── Source data

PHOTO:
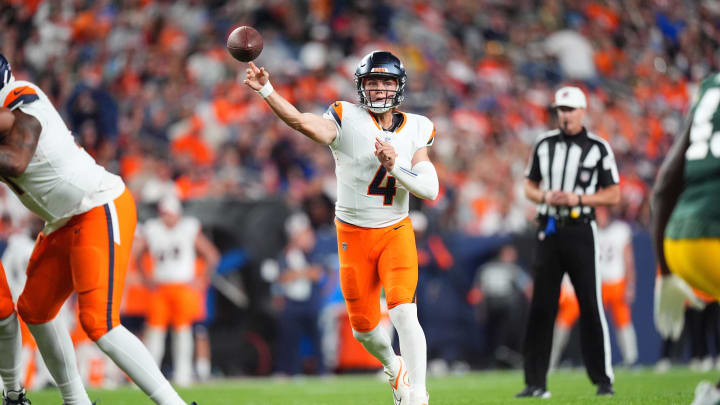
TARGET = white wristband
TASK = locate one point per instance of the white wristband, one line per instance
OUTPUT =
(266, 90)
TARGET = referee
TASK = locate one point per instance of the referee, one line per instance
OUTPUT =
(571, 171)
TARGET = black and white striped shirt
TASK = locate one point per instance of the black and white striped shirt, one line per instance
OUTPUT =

────

Scan the records above line by line, counting those where the word "TASK" appears, and give the count alone.

3